◆ INFORMATION GIVEN ◆

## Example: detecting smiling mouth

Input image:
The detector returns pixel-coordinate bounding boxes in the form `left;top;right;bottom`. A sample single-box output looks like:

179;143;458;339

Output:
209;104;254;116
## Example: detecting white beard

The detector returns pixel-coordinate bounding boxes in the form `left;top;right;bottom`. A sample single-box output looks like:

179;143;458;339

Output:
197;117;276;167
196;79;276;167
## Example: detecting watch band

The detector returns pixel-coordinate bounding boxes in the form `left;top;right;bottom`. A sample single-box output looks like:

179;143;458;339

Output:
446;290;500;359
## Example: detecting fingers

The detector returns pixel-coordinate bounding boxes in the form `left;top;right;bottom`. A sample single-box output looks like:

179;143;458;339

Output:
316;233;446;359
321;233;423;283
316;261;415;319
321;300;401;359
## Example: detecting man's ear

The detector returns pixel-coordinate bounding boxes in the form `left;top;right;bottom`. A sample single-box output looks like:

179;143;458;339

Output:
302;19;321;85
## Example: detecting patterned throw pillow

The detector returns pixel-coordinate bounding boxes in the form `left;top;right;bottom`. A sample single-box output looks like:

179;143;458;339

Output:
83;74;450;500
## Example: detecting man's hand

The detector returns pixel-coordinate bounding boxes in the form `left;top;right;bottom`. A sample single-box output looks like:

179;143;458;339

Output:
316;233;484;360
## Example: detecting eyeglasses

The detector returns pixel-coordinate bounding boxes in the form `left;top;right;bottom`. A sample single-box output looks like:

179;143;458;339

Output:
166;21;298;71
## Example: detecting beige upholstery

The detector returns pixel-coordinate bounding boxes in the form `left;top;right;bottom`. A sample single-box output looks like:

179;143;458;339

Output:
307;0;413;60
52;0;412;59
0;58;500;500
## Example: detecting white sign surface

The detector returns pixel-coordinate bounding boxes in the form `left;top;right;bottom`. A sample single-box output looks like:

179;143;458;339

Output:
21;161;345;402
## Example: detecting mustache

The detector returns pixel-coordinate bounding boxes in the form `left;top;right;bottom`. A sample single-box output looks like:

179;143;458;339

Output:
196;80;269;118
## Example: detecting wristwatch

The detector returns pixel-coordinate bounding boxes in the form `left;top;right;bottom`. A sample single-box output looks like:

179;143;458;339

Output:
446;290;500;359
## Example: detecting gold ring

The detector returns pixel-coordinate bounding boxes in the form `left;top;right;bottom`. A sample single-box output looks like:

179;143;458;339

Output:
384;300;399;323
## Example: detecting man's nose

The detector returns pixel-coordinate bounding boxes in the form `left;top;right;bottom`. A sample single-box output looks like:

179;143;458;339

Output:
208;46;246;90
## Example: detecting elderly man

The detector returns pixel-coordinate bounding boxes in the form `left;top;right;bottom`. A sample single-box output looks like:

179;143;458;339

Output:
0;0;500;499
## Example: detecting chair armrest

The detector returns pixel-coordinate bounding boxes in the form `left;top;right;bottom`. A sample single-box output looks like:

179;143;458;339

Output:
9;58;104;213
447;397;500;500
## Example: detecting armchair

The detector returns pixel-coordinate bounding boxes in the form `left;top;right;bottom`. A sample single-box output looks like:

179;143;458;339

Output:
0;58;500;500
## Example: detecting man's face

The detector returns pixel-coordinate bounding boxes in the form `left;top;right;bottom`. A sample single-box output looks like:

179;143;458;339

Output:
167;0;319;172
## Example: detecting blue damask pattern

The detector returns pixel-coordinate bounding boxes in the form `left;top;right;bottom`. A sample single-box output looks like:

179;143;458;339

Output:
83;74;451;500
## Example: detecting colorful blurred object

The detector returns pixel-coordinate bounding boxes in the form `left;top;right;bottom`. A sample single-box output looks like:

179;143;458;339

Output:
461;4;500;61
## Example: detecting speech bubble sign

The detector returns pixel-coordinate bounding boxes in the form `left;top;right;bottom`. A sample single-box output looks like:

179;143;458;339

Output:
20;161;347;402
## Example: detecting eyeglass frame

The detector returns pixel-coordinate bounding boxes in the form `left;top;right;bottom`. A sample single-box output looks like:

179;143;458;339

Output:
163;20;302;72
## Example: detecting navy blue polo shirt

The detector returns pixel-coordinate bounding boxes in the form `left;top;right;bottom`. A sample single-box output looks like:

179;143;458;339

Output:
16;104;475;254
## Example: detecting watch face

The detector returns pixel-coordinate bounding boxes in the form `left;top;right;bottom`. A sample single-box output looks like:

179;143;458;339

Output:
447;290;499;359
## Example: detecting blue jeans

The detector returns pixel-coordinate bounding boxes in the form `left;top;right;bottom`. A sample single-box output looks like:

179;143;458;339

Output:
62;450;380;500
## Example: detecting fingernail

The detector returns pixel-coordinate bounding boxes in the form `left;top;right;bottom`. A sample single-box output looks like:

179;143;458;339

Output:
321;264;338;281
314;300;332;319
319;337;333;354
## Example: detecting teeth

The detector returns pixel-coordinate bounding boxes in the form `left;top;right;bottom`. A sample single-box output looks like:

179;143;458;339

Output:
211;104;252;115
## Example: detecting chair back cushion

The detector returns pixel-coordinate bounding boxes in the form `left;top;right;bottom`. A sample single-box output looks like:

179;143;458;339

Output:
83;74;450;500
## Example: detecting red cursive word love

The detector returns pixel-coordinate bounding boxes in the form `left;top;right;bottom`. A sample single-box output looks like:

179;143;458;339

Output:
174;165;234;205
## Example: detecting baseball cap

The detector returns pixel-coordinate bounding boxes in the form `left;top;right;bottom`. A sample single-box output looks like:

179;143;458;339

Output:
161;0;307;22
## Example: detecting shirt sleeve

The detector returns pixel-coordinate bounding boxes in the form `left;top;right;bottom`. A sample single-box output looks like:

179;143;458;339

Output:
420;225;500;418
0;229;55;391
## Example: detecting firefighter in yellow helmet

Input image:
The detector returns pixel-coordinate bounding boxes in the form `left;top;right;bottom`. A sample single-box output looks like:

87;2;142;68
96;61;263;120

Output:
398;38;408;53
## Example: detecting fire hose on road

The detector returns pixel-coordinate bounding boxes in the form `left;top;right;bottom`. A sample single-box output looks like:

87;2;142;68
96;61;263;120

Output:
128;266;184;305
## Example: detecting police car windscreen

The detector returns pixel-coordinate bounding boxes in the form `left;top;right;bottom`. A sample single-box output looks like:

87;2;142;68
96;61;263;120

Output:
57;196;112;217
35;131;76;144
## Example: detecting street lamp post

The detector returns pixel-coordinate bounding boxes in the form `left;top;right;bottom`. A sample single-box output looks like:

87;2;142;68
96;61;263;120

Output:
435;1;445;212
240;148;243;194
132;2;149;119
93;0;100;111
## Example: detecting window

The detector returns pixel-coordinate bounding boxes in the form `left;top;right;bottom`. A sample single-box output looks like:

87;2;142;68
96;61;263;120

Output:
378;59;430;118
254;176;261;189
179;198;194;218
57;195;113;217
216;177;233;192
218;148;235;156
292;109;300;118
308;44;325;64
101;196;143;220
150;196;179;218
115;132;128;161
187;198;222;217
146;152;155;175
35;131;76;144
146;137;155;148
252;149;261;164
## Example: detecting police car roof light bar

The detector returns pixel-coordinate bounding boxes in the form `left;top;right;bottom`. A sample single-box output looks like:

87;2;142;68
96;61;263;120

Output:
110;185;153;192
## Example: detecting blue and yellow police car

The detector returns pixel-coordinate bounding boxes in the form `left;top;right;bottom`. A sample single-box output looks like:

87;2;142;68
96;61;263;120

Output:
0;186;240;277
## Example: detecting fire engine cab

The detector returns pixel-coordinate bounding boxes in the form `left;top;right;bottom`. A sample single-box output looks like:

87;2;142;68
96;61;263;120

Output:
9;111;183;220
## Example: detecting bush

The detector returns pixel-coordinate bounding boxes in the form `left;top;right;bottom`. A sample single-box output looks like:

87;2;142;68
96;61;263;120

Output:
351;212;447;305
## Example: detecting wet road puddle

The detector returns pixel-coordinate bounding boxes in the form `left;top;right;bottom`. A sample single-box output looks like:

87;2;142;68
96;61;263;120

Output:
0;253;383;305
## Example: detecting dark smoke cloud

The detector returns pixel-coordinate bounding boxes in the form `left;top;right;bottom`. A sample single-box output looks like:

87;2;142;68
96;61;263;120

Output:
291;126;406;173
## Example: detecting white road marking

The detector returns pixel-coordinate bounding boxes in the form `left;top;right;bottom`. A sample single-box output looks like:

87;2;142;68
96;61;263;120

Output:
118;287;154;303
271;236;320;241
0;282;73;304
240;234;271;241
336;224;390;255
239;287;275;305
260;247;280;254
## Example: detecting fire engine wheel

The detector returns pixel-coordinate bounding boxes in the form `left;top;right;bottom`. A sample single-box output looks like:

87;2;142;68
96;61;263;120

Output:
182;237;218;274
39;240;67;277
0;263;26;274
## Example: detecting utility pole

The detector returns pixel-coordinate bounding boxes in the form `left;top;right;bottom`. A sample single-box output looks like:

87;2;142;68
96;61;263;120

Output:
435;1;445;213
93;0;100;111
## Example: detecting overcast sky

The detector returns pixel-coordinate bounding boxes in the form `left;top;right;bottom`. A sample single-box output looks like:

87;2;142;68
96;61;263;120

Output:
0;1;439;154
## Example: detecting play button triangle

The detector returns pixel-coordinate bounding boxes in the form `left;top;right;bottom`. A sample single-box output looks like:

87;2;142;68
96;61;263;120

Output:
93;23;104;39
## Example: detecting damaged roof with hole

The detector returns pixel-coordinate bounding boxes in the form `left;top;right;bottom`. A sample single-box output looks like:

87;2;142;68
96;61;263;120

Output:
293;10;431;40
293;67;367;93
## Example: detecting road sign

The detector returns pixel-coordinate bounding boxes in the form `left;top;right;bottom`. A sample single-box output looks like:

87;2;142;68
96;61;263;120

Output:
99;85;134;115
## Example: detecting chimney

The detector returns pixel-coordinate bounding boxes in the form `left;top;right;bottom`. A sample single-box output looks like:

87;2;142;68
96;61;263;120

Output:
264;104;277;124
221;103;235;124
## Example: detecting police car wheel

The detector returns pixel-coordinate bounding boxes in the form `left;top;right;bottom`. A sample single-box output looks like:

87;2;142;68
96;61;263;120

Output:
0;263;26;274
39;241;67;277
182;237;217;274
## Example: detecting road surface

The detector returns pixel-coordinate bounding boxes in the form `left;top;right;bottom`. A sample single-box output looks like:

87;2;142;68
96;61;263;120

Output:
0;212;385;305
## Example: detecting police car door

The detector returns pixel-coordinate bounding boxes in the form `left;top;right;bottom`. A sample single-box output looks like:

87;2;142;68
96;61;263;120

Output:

◆ BRIEF ◆
Rename "gold ring" to "silver ring" in the stretch from the line containing "## Example: detecting gold ring" through the line containing "384;300;399;323", and give back only those lines with everything else unchanged.

◆ TASK ANSWER ◆
## Example: detecting silver ring

The detector returns pixel-coordinate bounding boxes in the form `left;top;right;bottom`. A sample single-box output looks like:

179;143;458;339

Output:
384;300;399;323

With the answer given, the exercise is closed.